While the Crimean Tatar leaders themselves refused to ask Putin for a pardon, Dzhemilev told AFP, eventually an order came down from the Kremlin saying the two would be "freed on humanitarian grounds."
Rights groups and Western governments have condemned the convictions, calling their trials part of a campaign of pressure and abuse conducted by Russia since it occupied and seized control of Crimea from Ukraine in 2014.
Kremlin critics say that Russia has targeted Crimean Tatars and others who opposed Moscow's takeover of the Black Sea peninsula, which followed the ouster of Moscow-friendly Ukrainian President Viktor Yanukovych by throngs of protesters in Kyiv.
Chiygoz was convicted of organizing an illegal demonstration and sentenced to eight years in prison on September 11 after what Amnesty International called a "sham trial."
Umerov was convicted of separatism on September 27 after a trial that Human Rights Watch called "ruthless retaliation" for his opposition to Moscow's takeover of the peninsula. He was sentenced to two years in a type of penitentiary called a colony settlement.

§ Assigned task
Can you pick up the news passage on the convicted Crimean Tatar leaders right after its last sentence and keep it going?

§ The data
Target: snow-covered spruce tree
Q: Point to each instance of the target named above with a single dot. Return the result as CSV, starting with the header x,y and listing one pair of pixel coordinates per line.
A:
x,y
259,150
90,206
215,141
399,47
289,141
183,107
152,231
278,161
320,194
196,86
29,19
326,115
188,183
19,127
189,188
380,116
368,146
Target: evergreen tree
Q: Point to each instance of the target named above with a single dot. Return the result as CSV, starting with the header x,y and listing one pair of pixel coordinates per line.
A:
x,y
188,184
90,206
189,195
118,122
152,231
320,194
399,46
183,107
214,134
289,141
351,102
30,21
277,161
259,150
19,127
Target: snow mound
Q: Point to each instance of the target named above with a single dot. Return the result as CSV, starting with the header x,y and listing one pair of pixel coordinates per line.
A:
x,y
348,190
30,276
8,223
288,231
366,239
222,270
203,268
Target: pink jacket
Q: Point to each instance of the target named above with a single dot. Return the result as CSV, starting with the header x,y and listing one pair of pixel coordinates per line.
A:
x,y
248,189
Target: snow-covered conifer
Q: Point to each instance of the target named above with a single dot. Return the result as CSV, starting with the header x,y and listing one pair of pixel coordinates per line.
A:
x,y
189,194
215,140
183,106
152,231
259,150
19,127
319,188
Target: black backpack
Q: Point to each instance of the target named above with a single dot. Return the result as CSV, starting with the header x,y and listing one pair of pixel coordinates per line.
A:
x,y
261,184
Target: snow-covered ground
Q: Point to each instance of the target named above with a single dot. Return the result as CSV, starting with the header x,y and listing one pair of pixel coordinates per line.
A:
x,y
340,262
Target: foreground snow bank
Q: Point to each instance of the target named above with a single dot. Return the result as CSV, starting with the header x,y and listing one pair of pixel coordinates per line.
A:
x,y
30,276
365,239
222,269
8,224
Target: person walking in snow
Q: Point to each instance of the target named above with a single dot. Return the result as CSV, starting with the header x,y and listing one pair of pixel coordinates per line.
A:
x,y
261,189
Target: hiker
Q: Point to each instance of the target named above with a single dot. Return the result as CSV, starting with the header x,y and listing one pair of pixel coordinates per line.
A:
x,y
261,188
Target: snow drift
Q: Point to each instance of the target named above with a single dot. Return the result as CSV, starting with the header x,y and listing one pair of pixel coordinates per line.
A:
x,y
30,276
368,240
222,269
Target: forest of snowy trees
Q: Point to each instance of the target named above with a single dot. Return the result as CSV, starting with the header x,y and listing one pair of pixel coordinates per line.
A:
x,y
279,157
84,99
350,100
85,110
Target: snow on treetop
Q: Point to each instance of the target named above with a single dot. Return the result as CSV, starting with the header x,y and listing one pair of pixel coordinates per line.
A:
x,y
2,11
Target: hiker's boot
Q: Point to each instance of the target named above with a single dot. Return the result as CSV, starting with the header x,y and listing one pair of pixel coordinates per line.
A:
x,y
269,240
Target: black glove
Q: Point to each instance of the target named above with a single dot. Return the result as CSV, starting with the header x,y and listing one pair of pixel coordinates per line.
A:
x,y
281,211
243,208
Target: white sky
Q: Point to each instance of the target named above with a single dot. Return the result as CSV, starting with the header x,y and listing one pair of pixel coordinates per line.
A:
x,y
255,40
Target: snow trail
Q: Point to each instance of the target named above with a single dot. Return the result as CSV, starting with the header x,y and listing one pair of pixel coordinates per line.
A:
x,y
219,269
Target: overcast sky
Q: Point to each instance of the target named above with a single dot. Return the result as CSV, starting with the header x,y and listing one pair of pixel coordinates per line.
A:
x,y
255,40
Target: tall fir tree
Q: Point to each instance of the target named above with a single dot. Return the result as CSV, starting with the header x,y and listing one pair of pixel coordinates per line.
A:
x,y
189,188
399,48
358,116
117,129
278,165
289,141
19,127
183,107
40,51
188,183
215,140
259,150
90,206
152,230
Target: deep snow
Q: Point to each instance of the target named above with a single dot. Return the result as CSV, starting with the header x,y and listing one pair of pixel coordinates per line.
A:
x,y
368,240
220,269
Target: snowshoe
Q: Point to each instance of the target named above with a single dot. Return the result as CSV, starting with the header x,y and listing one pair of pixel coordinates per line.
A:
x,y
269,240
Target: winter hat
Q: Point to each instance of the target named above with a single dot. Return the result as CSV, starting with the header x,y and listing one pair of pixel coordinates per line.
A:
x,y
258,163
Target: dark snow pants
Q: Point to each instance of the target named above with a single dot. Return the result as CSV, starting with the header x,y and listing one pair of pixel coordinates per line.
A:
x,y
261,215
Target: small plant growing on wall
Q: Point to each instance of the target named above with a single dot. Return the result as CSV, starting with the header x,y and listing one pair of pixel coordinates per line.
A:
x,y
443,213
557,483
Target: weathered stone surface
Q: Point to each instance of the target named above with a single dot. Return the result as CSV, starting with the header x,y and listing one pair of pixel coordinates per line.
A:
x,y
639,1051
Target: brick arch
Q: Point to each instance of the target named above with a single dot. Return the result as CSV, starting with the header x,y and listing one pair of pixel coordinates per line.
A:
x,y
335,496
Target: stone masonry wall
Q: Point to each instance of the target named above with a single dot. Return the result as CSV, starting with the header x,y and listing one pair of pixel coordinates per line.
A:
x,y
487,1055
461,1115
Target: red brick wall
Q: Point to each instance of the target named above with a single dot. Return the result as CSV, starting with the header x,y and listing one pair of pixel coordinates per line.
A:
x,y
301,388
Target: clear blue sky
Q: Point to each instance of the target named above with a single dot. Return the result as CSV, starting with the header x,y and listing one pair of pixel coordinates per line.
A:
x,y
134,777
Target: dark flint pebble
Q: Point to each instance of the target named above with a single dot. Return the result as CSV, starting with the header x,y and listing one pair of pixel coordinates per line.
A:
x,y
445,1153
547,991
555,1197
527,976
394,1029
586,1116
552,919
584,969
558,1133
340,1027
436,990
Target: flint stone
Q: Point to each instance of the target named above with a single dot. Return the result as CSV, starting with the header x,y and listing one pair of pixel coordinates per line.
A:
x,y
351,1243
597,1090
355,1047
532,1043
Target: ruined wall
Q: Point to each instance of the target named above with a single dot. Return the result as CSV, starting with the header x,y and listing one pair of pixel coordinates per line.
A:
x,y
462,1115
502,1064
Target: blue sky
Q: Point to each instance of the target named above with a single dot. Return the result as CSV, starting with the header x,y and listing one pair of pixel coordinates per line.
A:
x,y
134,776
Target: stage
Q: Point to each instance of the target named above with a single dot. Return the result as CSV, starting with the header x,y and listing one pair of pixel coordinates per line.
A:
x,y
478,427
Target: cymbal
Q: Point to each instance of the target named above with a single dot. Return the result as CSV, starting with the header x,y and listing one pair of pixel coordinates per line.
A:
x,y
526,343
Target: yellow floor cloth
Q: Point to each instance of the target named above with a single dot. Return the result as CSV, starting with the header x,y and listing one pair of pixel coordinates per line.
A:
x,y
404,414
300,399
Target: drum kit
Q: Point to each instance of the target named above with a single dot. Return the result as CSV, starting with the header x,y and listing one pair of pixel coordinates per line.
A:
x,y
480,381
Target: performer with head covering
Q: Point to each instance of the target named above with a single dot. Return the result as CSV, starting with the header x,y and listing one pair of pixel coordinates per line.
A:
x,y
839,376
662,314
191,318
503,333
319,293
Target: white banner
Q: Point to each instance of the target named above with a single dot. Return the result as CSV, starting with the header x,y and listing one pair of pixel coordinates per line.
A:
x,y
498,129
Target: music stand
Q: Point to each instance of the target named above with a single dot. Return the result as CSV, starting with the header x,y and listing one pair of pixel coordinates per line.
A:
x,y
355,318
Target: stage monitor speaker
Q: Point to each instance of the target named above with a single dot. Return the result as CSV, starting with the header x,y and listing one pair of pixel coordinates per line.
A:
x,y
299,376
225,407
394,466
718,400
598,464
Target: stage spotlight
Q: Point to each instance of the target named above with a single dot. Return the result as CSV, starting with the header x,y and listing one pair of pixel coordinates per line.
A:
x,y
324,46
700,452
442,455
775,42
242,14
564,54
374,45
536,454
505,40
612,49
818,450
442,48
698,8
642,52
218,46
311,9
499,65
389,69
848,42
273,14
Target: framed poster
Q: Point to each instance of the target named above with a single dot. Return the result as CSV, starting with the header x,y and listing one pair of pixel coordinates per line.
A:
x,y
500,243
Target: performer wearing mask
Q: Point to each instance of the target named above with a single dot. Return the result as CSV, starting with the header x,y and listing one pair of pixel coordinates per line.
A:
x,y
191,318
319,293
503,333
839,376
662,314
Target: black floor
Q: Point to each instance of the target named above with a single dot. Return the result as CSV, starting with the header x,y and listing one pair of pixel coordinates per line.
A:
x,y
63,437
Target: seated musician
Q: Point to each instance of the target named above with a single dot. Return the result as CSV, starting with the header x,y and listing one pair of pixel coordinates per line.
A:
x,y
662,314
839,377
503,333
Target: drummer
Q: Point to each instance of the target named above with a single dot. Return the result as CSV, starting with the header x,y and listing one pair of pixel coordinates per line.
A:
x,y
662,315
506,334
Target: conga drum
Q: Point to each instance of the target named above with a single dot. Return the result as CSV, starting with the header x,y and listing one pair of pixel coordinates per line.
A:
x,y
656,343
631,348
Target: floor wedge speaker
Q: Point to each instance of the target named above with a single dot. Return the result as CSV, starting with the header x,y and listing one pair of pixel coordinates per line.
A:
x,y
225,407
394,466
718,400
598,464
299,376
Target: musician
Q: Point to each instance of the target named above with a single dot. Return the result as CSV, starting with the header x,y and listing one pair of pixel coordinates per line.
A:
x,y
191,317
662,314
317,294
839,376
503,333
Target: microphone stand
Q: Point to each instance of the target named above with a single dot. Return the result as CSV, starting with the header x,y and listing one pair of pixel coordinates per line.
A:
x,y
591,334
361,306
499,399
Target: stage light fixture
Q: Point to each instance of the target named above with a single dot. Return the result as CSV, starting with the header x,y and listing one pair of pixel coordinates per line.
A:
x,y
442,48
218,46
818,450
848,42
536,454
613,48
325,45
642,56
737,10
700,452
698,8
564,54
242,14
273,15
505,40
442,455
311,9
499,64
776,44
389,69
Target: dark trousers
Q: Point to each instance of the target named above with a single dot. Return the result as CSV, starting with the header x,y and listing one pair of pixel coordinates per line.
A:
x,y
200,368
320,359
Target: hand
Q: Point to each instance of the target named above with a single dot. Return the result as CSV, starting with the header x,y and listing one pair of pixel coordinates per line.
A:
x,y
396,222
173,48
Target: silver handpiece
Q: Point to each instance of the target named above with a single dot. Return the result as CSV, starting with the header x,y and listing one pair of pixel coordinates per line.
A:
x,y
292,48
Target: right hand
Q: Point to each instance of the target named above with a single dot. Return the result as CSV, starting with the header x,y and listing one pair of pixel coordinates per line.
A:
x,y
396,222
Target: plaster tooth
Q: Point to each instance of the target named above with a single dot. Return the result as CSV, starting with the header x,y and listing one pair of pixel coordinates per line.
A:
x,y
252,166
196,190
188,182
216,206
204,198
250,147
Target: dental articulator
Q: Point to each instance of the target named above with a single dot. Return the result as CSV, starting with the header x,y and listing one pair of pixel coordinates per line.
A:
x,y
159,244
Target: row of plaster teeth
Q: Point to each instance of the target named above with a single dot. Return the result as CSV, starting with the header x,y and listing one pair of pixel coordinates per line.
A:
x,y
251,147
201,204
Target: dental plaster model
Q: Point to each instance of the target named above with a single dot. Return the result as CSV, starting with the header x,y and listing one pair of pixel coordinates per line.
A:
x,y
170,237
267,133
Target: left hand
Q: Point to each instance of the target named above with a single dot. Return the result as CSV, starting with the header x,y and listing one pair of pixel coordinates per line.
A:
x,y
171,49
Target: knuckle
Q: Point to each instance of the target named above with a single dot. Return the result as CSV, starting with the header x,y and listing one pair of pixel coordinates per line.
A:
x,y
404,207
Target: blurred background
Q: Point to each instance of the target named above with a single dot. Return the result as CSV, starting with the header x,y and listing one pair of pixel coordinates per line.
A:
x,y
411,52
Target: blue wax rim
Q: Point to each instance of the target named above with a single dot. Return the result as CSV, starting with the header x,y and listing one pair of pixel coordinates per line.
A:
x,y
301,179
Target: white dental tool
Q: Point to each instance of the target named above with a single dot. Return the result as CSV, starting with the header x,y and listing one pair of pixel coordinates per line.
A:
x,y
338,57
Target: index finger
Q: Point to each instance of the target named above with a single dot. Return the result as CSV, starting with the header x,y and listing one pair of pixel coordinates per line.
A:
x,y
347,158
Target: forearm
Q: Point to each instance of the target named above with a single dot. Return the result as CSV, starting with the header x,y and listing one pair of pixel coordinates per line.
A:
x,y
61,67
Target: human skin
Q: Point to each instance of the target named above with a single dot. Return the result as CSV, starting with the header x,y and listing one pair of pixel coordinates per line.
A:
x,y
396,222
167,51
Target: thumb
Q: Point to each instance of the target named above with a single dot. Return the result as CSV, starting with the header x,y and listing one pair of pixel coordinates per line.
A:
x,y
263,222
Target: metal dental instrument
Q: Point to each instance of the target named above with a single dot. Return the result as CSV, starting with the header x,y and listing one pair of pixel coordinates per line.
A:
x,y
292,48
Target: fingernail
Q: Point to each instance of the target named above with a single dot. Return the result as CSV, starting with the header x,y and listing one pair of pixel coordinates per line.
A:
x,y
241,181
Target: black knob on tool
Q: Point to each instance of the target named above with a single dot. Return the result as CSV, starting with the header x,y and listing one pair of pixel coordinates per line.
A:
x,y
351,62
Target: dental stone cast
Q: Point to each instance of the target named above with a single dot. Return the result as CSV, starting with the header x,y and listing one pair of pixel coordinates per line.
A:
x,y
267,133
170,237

§ Task result
Polozov told RFE/RL that all charges against Chiygoz and Umerov have been dropped.
"Their release became possible thanks to the support of those who are not indifferent to political prisoners, who are not indifferent to Crimean Tatars," Polozov said. He said the releases were the result of "huge judicial, diplomatic, and political work" by Dzhemilev, Erdogan, and others.
"Neither Akhtem Chiygoz nor Ilmi Umerov asked for clemency or amnesty," Polozov said. "They are heroes of the Crimean Tatar people -- Ukrainian political prisoners for whom moral principles and conscience are more important than their own liberty. They are not people one can force to go on bended knee and ask for mercy from the Russian state."
In a Facebook post, Poroshenko thanked Erdogan for his role in the release of Chiygoz and Umerov, which came within weeks after Erdogan met with Putin in Ankara in late September and with Poroshenko in Kyiv on October 9.
"I thank...Erdogan for his efforts to release our heroes as we agreed in New York and Kyiv," Poroshenko said.
At a joint news conference with Poroshenko during his visit to Kyiv, Erdogan stressed that Turkey considers Crimea part of Ukraine and will continue to pay close attention to the plight of the Crimean Tatars, a Turkic-speaking, mostly Muslim minority whose members were largely opposed to the Russian takeover.
Russia seized Crimea in March 2014, sending in troops and staging a referendum denounced as illegal by dozens of countries.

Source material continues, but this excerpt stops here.